Would you filter these records and copy every line that has the word "below"?

*** Information given ***

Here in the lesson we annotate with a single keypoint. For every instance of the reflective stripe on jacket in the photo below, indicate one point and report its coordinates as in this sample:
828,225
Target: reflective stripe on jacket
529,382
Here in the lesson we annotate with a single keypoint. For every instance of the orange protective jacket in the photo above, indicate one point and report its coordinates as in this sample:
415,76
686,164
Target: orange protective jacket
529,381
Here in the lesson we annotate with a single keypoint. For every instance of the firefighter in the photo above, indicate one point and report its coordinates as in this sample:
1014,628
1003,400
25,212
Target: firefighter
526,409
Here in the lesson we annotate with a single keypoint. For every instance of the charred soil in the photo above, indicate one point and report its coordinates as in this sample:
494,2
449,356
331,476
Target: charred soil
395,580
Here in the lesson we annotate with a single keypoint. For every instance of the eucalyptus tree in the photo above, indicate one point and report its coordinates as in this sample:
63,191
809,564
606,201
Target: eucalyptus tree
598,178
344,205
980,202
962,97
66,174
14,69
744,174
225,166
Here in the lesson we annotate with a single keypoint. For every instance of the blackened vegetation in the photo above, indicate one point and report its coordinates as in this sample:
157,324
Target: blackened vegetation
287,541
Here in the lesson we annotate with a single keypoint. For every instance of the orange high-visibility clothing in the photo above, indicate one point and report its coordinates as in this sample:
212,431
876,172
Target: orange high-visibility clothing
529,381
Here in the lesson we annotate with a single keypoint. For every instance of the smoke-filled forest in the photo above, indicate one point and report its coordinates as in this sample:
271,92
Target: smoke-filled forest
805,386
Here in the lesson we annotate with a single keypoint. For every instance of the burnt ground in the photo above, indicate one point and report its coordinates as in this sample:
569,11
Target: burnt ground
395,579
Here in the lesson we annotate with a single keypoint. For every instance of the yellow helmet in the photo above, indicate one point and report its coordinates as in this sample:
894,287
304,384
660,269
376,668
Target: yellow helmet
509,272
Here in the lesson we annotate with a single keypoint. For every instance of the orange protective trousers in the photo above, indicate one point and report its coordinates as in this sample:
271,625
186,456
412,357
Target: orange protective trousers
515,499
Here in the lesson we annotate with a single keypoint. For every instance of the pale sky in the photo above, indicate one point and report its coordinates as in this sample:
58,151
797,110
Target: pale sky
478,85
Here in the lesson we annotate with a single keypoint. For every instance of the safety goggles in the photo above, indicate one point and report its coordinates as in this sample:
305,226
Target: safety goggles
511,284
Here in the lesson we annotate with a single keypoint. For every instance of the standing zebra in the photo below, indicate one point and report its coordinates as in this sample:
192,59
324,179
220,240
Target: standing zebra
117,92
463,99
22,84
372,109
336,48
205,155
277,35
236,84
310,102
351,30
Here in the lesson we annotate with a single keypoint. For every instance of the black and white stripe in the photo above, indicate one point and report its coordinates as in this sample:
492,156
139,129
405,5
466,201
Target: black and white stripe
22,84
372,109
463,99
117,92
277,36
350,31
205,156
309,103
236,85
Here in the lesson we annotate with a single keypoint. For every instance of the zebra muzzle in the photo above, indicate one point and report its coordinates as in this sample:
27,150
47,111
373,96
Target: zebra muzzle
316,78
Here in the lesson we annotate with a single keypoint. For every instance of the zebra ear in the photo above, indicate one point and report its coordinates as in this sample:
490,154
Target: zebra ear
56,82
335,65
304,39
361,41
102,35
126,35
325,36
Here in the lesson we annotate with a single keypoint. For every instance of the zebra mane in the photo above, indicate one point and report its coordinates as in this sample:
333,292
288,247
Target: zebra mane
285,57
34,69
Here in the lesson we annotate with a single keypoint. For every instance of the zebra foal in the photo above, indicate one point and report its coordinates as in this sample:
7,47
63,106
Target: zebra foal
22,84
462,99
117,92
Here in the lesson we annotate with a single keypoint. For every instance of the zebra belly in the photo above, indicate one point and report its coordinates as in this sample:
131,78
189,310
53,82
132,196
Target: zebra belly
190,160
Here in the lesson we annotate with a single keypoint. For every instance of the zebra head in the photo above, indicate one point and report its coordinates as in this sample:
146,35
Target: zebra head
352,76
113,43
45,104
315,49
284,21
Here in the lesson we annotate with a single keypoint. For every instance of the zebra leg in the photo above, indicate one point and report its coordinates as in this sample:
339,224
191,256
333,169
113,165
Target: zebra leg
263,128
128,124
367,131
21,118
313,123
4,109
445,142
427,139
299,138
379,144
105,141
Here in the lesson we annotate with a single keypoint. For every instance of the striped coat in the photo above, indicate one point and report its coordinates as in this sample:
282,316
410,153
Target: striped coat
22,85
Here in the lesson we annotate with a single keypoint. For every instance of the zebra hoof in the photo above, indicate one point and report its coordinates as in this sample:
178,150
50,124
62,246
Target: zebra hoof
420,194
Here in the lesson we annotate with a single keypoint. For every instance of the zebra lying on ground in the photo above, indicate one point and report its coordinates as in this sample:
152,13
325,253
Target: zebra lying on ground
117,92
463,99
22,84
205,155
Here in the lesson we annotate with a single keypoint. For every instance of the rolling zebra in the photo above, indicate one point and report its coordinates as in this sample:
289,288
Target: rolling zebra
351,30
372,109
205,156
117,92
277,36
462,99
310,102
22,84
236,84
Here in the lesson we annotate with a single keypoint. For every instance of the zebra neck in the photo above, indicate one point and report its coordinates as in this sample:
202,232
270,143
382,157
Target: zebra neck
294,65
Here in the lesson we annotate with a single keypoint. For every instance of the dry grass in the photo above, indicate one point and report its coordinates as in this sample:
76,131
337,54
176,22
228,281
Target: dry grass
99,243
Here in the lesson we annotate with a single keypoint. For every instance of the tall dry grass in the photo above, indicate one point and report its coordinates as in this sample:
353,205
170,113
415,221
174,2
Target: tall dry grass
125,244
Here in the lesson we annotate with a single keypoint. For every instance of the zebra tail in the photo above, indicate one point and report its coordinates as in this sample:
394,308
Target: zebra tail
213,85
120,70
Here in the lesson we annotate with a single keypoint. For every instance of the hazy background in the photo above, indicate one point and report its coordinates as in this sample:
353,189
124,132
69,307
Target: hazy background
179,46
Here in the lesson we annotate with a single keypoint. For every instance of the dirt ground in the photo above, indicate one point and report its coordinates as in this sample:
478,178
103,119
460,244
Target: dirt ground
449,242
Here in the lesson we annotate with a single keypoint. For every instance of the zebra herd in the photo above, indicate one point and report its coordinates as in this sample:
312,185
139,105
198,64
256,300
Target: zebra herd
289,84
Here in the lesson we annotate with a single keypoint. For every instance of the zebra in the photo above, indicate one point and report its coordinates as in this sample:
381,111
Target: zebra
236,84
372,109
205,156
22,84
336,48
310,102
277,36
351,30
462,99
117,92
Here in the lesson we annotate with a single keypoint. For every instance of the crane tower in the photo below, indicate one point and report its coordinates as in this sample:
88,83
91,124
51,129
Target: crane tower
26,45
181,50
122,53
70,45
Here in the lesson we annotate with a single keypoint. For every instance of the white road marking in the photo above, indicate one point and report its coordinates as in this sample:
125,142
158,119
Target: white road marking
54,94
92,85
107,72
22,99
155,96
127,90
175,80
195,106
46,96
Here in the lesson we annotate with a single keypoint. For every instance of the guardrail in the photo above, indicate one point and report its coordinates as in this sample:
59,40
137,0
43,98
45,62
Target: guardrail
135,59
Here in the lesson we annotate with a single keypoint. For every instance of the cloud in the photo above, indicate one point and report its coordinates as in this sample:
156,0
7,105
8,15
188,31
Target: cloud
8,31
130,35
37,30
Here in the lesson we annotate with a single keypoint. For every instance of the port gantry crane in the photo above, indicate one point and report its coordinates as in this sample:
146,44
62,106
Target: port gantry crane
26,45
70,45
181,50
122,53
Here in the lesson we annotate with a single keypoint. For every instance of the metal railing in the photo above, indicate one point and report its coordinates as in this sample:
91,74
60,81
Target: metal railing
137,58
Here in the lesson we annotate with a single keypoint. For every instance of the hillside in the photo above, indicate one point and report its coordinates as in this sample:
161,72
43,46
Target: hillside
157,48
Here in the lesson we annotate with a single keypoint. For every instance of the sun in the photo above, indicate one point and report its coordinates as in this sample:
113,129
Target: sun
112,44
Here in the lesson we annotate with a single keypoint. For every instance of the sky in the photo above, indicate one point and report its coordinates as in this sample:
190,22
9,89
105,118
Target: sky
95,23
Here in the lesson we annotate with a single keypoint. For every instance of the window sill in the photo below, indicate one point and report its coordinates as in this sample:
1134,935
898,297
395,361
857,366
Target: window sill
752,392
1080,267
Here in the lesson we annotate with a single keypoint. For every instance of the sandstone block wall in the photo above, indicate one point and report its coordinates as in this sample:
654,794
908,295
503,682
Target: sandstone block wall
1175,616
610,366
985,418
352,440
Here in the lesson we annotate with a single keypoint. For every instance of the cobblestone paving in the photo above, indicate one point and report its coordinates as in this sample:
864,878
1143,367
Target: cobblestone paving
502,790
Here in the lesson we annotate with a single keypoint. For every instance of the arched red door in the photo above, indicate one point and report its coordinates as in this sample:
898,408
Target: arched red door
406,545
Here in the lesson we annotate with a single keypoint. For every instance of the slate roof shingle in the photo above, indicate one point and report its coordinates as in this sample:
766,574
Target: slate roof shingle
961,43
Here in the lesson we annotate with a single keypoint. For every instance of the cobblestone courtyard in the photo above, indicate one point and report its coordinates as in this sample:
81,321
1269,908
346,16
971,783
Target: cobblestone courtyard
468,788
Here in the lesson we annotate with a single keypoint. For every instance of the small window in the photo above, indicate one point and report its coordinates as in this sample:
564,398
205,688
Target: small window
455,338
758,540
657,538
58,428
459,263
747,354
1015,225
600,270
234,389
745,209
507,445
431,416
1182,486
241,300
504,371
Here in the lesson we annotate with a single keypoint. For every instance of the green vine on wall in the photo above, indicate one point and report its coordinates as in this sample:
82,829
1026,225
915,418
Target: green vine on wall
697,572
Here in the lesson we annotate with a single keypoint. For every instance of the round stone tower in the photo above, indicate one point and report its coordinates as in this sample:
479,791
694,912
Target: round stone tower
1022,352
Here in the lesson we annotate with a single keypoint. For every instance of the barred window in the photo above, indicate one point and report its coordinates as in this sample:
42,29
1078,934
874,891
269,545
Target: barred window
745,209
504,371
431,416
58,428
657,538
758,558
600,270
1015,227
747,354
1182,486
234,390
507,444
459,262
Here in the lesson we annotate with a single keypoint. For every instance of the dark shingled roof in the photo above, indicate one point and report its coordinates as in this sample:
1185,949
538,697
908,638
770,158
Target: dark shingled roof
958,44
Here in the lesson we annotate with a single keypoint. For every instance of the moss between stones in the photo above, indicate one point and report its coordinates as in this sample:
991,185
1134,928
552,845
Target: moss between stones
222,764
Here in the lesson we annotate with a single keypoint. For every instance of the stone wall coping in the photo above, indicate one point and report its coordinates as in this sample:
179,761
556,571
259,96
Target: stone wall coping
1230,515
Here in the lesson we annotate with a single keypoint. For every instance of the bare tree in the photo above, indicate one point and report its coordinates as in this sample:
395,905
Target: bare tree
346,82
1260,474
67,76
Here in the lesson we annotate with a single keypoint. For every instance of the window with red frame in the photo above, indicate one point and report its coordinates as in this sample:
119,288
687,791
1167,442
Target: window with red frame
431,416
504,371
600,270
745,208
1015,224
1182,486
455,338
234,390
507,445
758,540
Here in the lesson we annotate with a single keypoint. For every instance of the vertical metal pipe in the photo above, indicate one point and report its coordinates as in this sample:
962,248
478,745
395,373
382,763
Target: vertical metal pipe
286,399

***

[Answer to this task]:
Here in the lesson we annotate with a single keypoint. For every instance of the reflective stripe on jacket in the photo below, indicate one point and report its coordinates as in this sample:
Here in the lesson we annotate with a single keypoint. For every instance of the standing zebra in the photo below, indicate one point and report its coordinates as in this sample:
Here in the lesson we annotate with a single keypoint. For every instance of the crane tower in the photo below, indicate one point and report its coordinates as in this sample:
Here in the lesson we annotate with a single keypoint. For every instance of the window sill in the photo below, indicate one point and report its coordinates as in this sample:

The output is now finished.